TASK STATEMENT
Recast the material below as a two-column CSV with the headers text and points. Give one row for each passage of text together with the coordinates that follow it, put each in a single quoted field with line breaks replaced by spaces, and leave the pictures out.

RECORDS PROVIDED
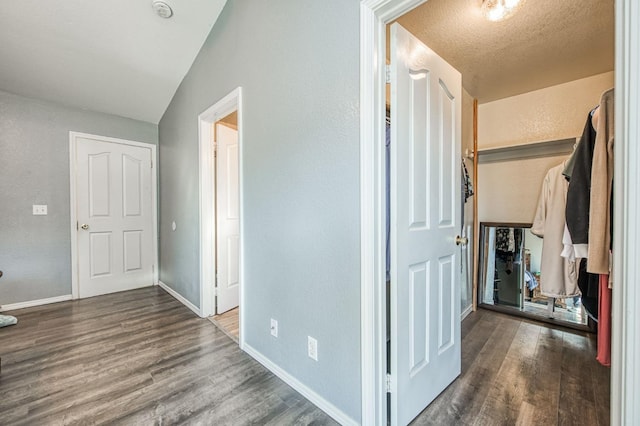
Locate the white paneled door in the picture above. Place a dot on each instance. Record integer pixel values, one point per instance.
(227, 218)
(115, 249)
(425, 216)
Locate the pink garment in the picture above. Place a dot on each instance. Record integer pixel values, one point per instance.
(604, 322)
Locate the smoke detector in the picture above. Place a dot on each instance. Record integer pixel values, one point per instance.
(162, 9)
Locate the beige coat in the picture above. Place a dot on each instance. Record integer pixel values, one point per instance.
(558, 275)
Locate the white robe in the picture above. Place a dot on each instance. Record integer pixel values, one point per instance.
(558, 275)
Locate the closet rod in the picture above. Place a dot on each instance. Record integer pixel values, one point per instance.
(524, 151)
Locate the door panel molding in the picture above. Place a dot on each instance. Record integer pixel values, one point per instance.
(73, 186)
(206, 121)
(625, 377)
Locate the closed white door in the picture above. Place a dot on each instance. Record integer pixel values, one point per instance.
(114, 214)
(425, 212)
(227, 219)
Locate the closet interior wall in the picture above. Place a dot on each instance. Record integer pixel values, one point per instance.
(509, 190)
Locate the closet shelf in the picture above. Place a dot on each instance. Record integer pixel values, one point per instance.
(527, 151)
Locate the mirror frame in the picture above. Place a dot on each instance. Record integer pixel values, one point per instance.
(589, 327)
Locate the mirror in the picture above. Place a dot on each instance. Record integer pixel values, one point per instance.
(510, 277)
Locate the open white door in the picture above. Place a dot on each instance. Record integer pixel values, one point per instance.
(425, 216)
(114, 208)
(228, 218)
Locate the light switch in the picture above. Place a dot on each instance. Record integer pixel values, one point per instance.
(39, 209)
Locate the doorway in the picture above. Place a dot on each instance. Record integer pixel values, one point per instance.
(113, 214)
(221, 214)
(375, 15)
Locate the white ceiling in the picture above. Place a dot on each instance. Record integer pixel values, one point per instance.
(547, 42)
(114, 56)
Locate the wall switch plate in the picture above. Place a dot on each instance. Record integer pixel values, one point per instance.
(39, 209)
(312, 348)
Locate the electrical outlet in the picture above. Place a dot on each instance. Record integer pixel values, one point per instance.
(312, 348)
(39, 210)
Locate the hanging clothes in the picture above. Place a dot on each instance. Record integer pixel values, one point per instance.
(558, 275)
(467, 185)
(578, 194)
(600, 224)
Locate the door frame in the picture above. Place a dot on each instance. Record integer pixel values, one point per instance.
(625, 375)
(206, 120)
(73, 172)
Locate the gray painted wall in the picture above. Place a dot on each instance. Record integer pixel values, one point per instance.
(298, 64)
(35, 251)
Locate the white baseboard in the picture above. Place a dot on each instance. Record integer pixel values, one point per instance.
(32, 303)
(466, 312)
(337, 414)
(179, 298)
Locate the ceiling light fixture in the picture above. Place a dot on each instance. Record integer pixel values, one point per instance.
(162, 9)
(499, 10)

ANSWER BELOW
text,points
"Locate the white paneled door in the picture above. Place a dot on each instance. Record integer pixel values, one point per instance.","(227, 218) (115, 249) (425, 216)"
"Locate the pink garment in the picture above. Place a dot on each instance. Record integer pixel values, one point per instance.","(604, 322)"
"Locate the smoke detector in the picture above. Place a dot on each instance. Record integer pixel values, one point per instance.","(162, 9)"
"Locate the beige coat in the picture above. Place a dot on each instance. Record integer pixel values, one point per instance.","(558, 275)"
"Locate the white robe in the picture above. Place a dot on each instance. Record integer pixel values, one point per instance.","(558, 275)"
"Locate the closet rod in the picture above. Place a dot on each instance. Record integer pixel values, one point per instance.","(524, 151)"
"Locate the door panel molding in the picture above. Place a dot on each instance. Record integer pixel values, one point per instance.","(73, 186) (206, 121) (625, 377)"
"Locate the closed white door in the picture above. Place a dot on each instance. Record integer pixel values, one point per instance.","(114, 214) (425, 212) (227, 219)"
"Locate the closet interior wall in the picture above. Place a dot on each instance. Record integer pixel values, one point per instance.","(509, 190)"
"Locate the closet shelf in the picture above. Place a dot on each instance. Record integer pixel values, one point per instance.","(527, 151)"
"Locate the mirror frame in the picture above. Place a dot on each instance. Record integer pixel values, one point per instance.","(589, 327)"
"Locate the mirror in the picture above. Place a dot on each instance. Record integer pixel values, one point per instance.","(510, 277)"
"Locate the open white door in the picture above. Place a dot on each instance. Record integer pixel values, one point per instance.","(425, 216) (114, 208) (228, 218)"
"Locate the light switch in the picture above. Place a dot on each instance. Record integer pixel values, one point per instance.","(39, 209)"
"Locate the doorway in the picture above. Place a dot on each instance. Record integer pixel values, one point per instance.","(113, 214) (221, 214) (375, 15)"
"Locate the white ceiling in the picture above. Place a dot on each instance. Record integer pixel values, one point per instance.","(547, 42) (114, 56)"
"Locate the wall switch plate in the picture above. Place a dot on each instance. Record integer pixel values, one point per instance.","(39, 209) (312, 348)"
"Locate the electrical outlet in the picture above. Place a dot on each instance. Record integer pixel values, one point per instance.","(312, 348) (39, 210)"
"Locate the hanging clothes in the picture above. Place a dot on each instance. Record integer pixel values, one point per instance.","(558, 275) (467, 185) (578, 194) (600, 224)"
"Locate the door frame in the picture above. Place a dot on each instance. Record integer pixel values, one point per instance.","(625, 375) (206, 120) (73, 172)"
"Locate the gray painted wall in the picture above. Place a dot on each instance. Record integer pixel values, one point per instance.","(298, 64) (35, 251)"
"Locate the white baseboard in the picture above. Place a dot on each instance. Record integer pixel values, one point per instance.","(32, 303) (466, 312) (337, 414) (179, 298)"
"Locate the ceiling light fixture in the picture above. Place a dot on each instance. Record integer pixel values, one point per instance.","(162, 9) (499, 10)"